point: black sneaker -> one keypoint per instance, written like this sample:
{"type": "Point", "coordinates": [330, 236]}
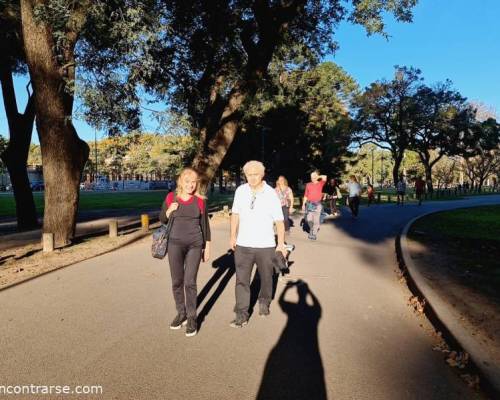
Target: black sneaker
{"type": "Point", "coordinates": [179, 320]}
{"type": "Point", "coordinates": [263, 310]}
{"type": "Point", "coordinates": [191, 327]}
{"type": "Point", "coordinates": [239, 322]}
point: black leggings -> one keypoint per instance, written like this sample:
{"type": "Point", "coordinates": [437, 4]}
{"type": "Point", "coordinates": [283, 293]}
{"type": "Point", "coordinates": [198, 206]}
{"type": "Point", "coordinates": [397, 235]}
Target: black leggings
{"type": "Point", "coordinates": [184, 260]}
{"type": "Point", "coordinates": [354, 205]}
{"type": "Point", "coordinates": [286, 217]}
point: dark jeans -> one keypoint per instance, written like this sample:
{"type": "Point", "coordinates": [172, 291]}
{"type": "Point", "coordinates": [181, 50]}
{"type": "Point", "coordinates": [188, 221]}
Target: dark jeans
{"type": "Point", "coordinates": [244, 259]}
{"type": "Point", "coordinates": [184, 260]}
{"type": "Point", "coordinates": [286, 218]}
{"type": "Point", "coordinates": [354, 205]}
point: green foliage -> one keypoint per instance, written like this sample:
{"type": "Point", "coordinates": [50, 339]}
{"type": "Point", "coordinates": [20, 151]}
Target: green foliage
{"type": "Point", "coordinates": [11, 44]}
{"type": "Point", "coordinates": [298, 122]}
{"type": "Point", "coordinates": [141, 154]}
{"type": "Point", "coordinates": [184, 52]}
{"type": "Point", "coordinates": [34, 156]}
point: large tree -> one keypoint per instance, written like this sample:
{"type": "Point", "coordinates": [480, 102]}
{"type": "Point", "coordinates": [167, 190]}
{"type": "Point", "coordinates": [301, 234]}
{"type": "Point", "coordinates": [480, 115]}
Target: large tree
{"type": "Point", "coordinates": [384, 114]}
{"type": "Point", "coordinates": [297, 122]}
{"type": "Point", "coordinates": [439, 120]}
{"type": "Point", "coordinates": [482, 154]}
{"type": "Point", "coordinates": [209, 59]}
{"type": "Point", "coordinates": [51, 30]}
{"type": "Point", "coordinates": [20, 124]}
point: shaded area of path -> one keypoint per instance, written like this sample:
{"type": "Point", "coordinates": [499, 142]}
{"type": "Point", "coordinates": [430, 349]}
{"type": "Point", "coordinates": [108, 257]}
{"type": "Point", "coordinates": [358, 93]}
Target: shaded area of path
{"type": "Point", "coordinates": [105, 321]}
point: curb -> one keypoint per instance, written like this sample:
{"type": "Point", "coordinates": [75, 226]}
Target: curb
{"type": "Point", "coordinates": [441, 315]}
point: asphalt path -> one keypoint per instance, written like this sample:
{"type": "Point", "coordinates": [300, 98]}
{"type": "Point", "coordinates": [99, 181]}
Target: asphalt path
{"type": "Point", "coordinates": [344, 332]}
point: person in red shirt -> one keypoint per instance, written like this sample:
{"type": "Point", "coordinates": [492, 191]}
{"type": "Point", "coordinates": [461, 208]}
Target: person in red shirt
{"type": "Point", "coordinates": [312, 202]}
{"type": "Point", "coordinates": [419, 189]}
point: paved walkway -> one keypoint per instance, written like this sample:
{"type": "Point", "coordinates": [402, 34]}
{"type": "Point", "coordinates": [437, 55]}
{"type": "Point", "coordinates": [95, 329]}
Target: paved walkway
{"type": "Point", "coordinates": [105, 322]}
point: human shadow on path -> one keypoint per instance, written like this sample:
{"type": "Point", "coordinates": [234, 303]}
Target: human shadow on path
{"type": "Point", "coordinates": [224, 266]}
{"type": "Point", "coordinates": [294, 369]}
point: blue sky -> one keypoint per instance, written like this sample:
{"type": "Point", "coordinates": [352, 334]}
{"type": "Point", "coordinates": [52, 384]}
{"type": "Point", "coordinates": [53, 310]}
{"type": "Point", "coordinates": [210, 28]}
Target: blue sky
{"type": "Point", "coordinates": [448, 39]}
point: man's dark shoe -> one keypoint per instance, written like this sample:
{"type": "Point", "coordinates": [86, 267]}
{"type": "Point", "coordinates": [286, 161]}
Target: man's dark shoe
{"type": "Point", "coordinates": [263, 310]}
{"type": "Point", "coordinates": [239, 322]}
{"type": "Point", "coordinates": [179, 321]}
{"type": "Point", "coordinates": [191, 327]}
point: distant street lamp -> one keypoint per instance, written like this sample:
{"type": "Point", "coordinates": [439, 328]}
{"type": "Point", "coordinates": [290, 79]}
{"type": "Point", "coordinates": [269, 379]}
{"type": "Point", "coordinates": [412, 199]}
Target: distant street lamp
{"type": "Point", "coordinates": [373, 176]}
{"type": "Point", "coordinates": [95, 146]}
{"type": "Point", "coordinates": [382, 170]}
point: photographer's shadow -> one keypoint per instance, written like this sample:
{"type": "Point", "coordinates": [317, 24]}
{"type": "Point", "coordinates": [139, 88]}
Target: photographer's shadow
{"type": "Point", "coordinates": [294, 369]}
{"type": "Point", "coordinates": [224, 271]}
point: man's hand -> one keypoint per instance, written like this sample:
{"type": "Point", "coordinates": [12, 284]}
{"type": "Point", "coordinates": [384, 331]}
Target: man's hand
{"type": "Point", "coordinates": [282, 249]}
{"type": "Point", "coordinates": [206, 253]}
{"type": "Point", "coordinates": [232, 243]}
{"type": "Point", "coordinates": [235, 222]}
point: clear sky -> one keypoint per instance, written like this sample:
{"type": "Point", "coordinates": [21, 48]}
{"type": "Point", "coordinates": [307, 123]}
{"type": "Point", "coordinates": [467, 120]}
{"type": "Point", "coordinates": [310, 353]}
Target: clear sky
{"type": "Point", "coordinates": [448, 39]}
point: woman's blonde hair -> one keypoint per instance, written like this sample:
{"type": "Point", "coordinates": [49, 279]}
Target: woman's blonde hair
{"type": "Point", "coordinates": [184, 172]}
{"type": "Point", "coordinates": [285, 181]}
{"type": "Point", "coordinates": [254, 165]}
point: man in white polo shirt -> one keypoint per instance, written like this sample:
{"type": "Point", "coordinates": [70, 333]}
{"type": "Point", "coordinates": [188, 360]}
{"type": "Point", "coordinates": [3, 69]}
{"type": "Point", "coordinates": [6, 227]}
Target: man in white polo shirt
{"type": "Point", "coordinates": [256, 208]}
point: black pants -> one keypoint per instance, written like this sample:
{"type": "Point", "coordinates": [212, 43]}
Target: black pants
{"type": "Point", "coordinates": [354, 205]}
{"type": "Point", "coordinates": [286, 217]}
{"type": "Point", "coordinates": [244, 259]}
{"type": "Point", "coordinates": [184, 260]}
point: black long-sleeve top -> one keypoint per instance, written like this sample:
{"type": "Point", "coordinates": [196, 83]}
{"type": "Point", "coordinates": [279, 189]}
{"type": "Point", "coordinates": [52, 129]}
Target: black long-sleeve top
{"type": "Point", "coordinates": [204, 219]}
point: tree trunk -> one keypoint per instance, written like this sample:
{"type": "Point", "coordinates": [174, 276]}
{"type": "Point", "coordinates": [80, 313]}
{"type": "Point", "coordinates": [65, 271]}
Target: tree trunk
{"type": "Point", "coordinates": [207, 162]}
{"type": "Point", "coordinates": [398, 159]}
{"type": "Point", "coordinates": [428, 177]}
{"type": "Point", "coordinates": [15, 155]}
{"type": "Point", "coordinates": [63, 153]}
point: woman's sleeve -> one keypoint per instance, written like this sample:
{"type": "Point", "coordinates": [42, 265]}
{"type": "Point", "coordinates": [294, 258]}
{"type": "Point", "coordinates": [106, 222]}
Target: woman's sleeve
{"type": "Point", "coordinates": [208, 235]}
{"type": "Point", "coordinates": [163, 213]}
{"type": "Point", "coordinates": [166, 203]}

==============================

_Task instructions_.
Exactly reproduce the lines that run from the line with "point: black long-sleeve" through the last line of the records, inclusive.

_Exercise response_.
point: black long-sleeve top -> one keypoint per instance, written like this sample:
{"type": "Point", "coordinates": [196, 83]}
{"type": "Point", "coordinates": [279, 189]}
{"type": "Point", "coordinates": [52, 129]}
Target: black long-sleeve top
{"type": "Point", "coordinates": [204, 219]}
point: tree trunk -> one keypoint per instance, written like this sample:
{"type": "Point", "coordinates": [174, 276]}
{"type": "Point", "coordinates": [80, 313]}
{"type": "Point", "coordinates": [65, 271]}
Target: tree trunk
{"type": "Point", "coordinates": [207, 162]}
{"type": "Point", "coordinates": [398, 159]}
{"type": "Point", "coordinates": [428, 177]}
{"type": "Point", "coordinates": [15, 155]}
{"type": "Point", "coordinates": [63, 153]}
point: woman's sleeve -> one keypoint per instance, written like this sample:
{"type": "Point", "coordinates": [42, 265]}
{"type": "Point", "coordinates": [294, 258]}
{"type": "Point", "coordinates": [106, 222]}
Target: woman's sleeve
{"type": "Point", "coordinates": [208, 235]}
{"type": "Point", "coordinates": [163, 213]}
{"type": "Point", "coordinates": [166, 203]}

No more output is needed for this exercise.